* [Task A] Output the lines of the records from the line with "Detection brief: inspect the image and locate winding" up to and including the line with "(444, 238), (553, 634)" as a JSON list of strings, one string per line, with blank lines left out. Leave the pictures out of the answer.

On 07.11.2018 16:55, Miklos Szeredi wrote:
> On Tue, Nov 6, 2018 at 10:31 AM, Kirill Tkhai <ktkhai@virtuozzo.com> wrote:
>> When queue_interrupt() is called from fuse_dev_do_write(),
>> it came from userspace directly. Userspace may pass any
>> request id, even the request's we have not interrupted
>> (or even background's request). This patch adds sanity
>> check to make kernel safe against that.
> 
> Okay, I understand this far.
> 
>> The problem is real interrupt may be queued and requeued
>> by two tasks on two cpus. This case, the requeuer has not
>> guarantees it sees FR_INTERRUPTED bit on its cpu (since
>> we know nothing about the way userspace manages requests
>> between its threads and whether it uses smp barriers).
> 
> This sounds like BS. There's an explicit  smp_mb__after_atomic()
> after the set_bit(FR_INTERRUPTED,...).  Which means FR_INTERRUPTED is
> going to be visible on all CPU's after this, no need to fool around
> with setting FR_INTERRUPTED again, etc...

Hm, but how does it make the bit visible on all CPUS?

The problem is that smp_mb_xxx() barrier on a cpu has a sense
only in pair with the appropriate barrier on the second cpu.
There is no guarantee for visibility, if second cpu does not
have a barrier:

  CPU 1                  CPU2                        CPU3                       CPU4                        CPU5

  set FR_INTERRUPTED     set FR_SENT                                            
  <smp mb>               <smp mb>                          
  test FR_SENT (== 0)    test FR_INTERRUPTED (==1)
                         list_add[&req->intr_entry]  read[req by intr_entry]
                                                     <place to insert a barrier>
                                                     goto userspace
                                                     write in userspace buffer
                                                                                read from userspace buffer  
                                                                                write to userspace buffer
                                                                                                             read from userspace buffer
                                                                                                             enter kernel
                                                                                                             <place to insert a barrier>
                                                                                                             test FR_INTERRUPTED <- Not visible

The sequence:

set_bit(FR_INTERRUPTED, ...)
smp_mb__after_atomic();
test_bit(FR_SENT, &req->flags)

just guarantees the expected order on CPU2, which uses <smp mb>,
but CPU5 does not have any guarantees.

* [Entries]
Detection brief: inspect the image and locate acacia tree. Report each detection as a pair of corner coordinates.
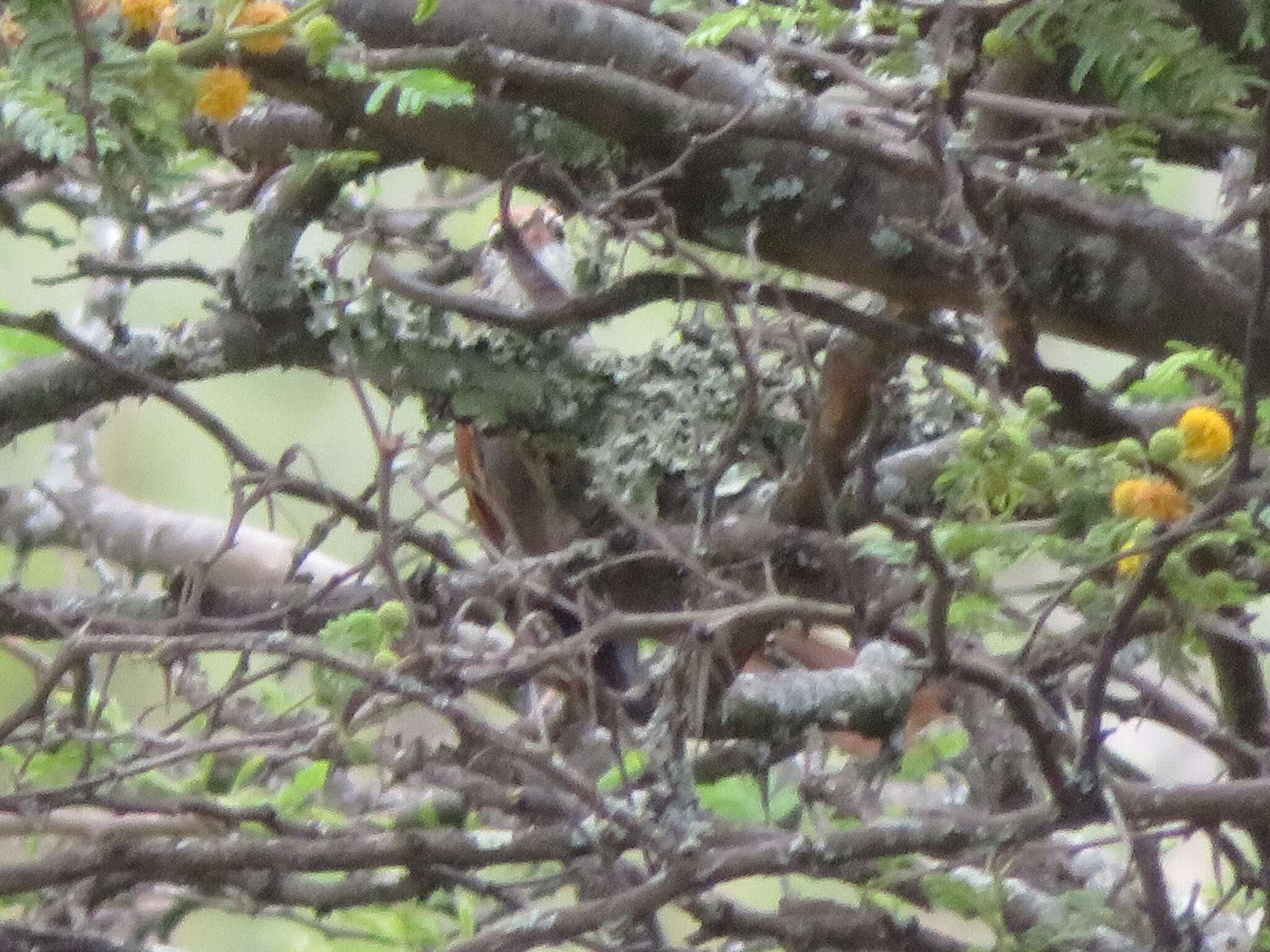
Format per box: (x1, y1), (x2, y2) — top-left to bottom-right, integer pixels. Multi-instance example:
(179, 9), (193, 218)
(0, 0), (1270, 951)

==

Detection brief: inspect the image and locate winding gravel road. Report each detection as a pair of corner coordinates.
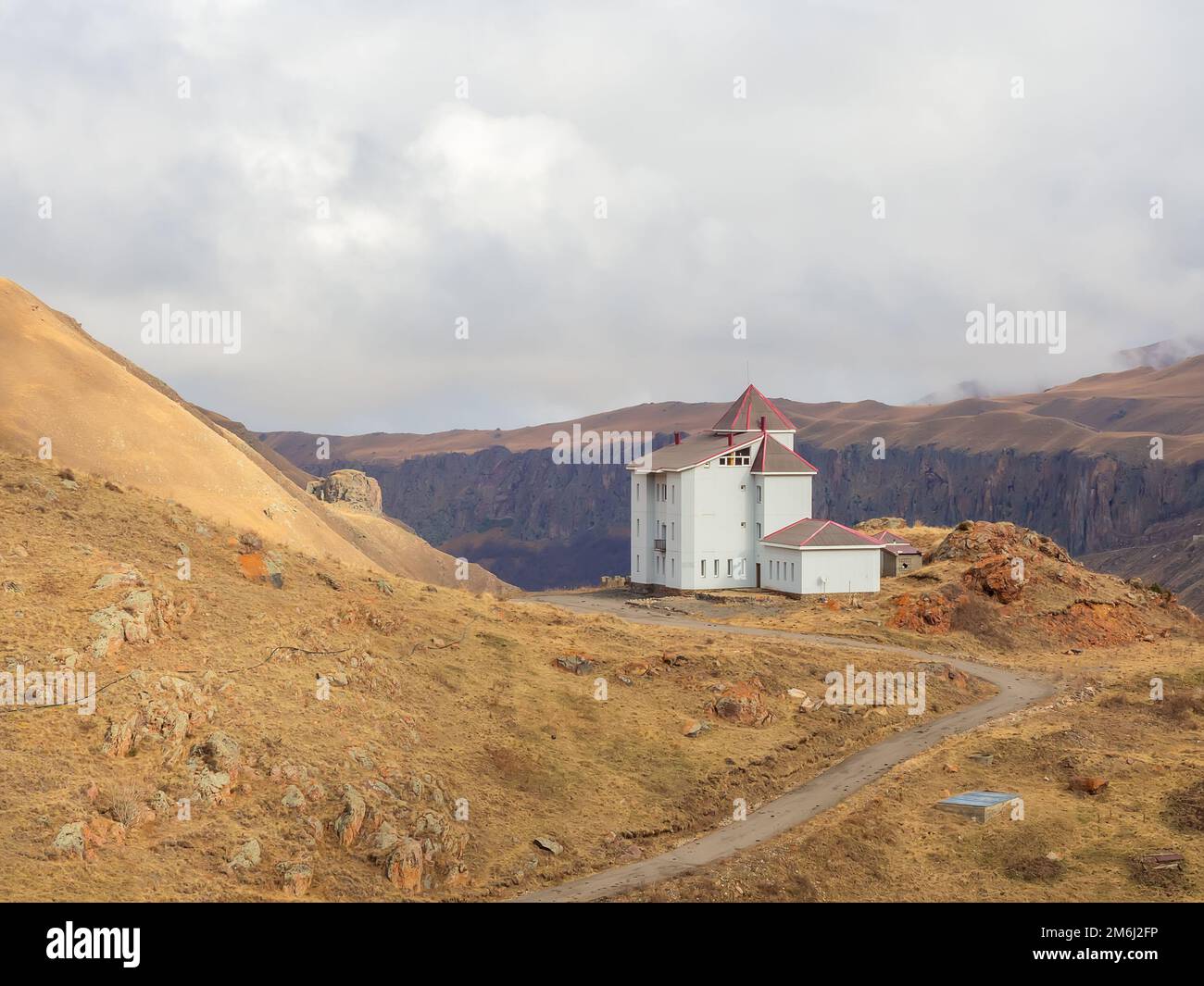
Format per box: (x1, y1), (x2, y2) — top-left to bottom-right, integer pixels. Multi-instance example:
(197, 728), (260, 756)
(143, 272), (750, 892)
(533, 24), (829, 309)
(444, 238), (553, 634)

* [Task B] Echo the text of the FUSE interrupt discussion from "set_bit(FR_INTERRUPTED, ...)" up to and including "have any guarantees.".

* [Result A]
[
  "Detection brief: inspect the image and locate winding gravel road. Report each detection as a pair of corner coordinates.",
  "Format per box: (x1, y1), (x2, y2) — top-left to bottom-right, integer pixels. Multi-instance example:",
  "(197, 728), (260, 756)",
  "(143, 272), (750, 892)",
  "(533, 24), (829, 309)",
  "(444, 238), (553, 634)"
]

* [Result B]
set_bit(FR_INTERRUPTED, ...)
smp_mb__after_atomic();
test_bit(FR_SENT, &req->flags)

just guarantees the expected order on CPU2, which uses <smp mb>,
but CPU5 does not have any guarantees.